Supplied records:
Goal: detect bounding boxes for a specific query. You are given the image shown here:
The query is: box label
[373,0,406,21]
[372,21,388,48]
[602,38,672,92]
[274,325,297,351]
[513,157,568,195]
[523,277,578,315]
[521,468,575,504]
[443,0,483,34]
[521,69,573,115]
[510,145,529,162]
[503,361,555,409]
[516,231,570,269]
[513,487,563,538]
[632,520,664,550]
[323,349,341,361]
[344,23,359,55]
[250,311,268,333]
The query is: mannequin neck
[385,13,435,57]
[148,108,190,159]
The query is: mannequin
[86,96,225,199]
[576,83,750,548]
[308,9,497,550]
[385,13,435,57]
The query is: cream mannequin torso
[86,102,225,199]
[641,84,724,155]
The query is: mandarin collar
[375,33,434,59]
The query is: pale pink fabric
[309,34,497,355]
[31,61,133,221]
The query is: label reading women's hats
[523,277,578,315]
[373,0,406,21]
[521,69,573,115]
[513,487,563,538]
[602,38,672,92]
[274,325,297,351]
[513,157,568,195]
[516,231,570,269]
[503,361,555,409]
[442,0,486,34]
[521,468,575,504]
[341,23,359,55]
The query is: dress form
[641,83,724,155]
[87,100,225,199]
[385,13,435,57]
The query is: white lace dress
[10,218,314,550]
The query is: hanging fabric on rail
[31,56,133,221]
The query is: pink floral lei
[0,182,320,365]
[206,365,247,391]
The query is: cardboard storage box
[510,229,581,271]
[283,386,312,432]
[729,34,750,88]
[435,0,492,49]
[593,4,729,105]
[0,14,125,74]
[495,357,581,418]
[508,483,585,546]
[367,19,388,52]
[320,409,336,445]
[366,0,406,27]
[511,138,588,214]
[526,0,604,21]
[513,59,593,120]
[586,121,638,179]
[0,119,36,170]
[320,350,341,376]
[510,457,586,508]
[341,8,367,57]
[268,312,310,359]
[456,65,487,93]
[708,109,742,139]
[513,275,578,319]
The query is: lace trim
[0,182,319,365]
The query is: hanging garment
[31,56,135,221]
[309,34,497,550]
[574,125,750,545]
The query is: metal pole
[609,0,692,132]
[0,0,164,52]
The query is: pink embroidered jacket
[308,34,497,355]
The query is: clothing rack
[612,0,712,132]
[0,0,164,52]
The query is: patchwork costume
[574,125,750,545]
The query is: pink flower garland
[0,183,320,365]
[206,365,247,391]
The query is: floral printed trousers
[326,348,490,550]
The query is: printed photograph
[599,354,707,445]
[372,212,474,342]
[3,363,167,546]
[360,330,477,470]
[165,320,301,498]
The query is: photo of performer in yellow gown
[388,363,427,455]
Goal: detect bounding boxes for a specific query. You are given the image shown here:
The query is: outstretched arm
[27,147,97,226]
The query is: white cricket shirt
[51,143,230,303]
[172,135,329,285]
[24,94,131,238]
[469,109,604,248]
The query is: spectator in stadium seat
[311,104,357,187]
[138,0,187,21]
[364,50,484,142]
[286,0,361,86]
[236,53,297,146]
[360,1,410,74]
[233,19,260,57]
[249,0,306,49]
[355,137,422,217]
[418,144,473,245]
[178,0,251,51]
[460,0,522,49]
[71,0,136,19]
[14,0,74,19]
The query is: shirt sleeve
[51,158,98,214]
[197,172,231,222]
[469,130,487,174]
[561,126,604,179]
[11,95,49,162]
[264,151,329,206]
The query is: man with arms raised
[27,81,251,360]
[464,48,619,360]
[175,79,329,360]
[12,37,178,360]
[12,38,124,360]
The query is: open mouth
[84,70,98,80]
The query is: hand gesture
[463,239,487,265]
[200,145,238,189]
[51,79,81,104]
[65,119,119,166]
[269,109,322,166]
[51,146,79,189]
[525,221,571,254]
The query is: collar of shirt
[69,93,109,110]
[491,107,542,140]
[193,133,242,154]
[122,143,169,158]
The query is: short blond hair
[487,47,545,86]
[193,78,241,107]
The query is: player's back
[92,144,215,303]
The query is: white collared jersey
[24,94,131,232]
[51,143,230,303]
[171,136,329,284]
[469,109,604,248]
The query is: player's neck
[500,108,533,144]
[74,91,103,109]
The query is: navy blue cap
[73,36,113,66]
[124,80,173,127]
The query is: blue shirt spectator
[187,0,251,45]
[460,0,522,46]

Instruction: Reproduce every row above word for word.

Task output:
Goal: detect bounding boxes for a specific query. You are given the image shown here:
The query is: box label
[373,0,406,21]
[372,21,388,48]
[602,38,672,92]
[274,325,297,351]
[513,157,568,195]
[523,277,578,315]
[521,468,575,504]
[443,0,483,34]
[521,69,573,115]
[510,145,529,162]
[503,361,555,409]
[516,231,570,269]
[513,487,563,538]
[632,520,664,550]
[323,349,341,361]
[344,23,359,55]
[250,311,268,333]
The query is: mannequin neck
[385,13,435,57]
[148,108,190,159]
The query is: mannequin
[86,96,225,199]
[576,83,750,548]
[308,9,497,550]
[385,13,435,57]
The query is: cream mannequin torso
[86,102,225,199]
[641,84,724,155]
The query is: mandarin collar
[375,33,434,59]
The query is: pale pink fabric
[309,34,497,355]
[31,61,133,221]
The query is: label reading women's hats
[523,277,578,315]
[373,0,406,21]
[521,69,573,115]
[513,487,563,538]
[602,38,672,92]
[274,325,297,351]
[513,157,568,195]
[516,231,570,269]
[503,361,555,409]
[442,0,486,34]
[521,468,575,504]
[341,23,359,55]
The query is: dress form
[641,83,724,155]
[87,100,225,199]
[385,13,435,57]
The query is: white lace dress
[10,218,314,550]
The query is: hanging fabric on rail
[31,56,133,221]
The query is: pink floral lei
[0,182,320,365]
[206,365,247,391]
The query is: cardboard storage box
[510,229,581,271]
[283,386,312,432]
[729,34,750,88]
[435,0,492,49]
[593,4,729,105]
[0,14,125,74]
[495,357,581,418]
[508,483,585,546]
[367,19,388,52]
[320,409,336,445]
[366,0,406,27]
[511,138,588,214]
[526,0,604,21]
[513,59,593,120]
[586,121,638,179]
[0,119,36,170]
[320,350,341,376]
[510,457,586,508]
[341,8,367,57]
[268,312,310,359]
[456,65,487,93]
[708,109,742,139]
[513,275,578,319]
The query is: lace trim
[0,182,319,365]
The query is: hanging garment
[31,56,135,221]
[309,34,497,550]
[574,125,750,545]
The query is: metal pole
[609,0,692,132]
[0,0,164,52]
The query is: pink embroidered jacket
[308,34,497,355]
The query is: clothing rack
[612,0,712,132]
[0,0,164,52]
The query is: patchwork costume
[574,125,750,545]
The query is: pink flower garland
[0,183,320,365]
[206,365,247,391]
The query is: floral printed trousers
[326,348,490,550]
The query is: printed photograph
[599,354,707,445]
[372,212,474,342]
[3,363,167,546]
[360,330,477,470]
[165,320,301,498]
The query is: photo of performer in yellow gown
[388,363,427,455]
Goal: detect bounding boxes for a specific query. You are given the image shown here:
The query is: outstretched arm
[27,147,97,226]
The query is: white cricket shirt
[51,143,230,303]
[172,135,329,285]
[24,94,131,238]
[469,109,604,248]
The query is: spectator in stadium seat
[311,104,357,187]
[138,0,187,21]
[364,50,484,142]
[286,0,361,86]
[236,53,297,146]
[360,1,410,74]
[233,19,260,57]
[249,0,306,49]
[355,137,422,217]
[418,144,473,245]
[178,0,251,51]
[460,0,522,49]
[71,0,136,19]
[14,0,74,19]
The query is: shirt sleeve
[51,158,98,214]
[197,172,231,222]
[469,130,487,174]
[561,126,604,179]
[11,95,49,162]
[264,151,329,206]
The query is: man with arms raised
[27,81,251,360]
[464,48,619,360]
[175,79,329,360]
[12,37,178,360]
[12,38,124,360]
The query is: open mouth
[84,70,98,80]
The query is: hand gesture
[463,239,487,265]
[200,145,238,189]
[51,79,81,104]
[65,119,119,166]
[269,109,322,166]
[51,146,79,189]
[525,221,571,254]
The query is: collar of shirt
[69,93,109,110]
[491,107,542,140]
[193,133,242,154]
[122,143,169,158]
The query is: short blond hair
[487,47,545,86]
[193,78,241,107]
The query is: player's back
[92,144,215,303]
The query is: white collared jersey
[24,94,131,232]
[51,143,230,303]
[171,136,329,284]
[469,109,604,248]
The query is: player's neck
[500,108,533,144]
[74,91,103,109]
The query is: navy blue cap
[73,36,113,66]
[124,80,173,127]
The query is: blue shirt spectator
[187,0,251,45]
[460,0,522,46]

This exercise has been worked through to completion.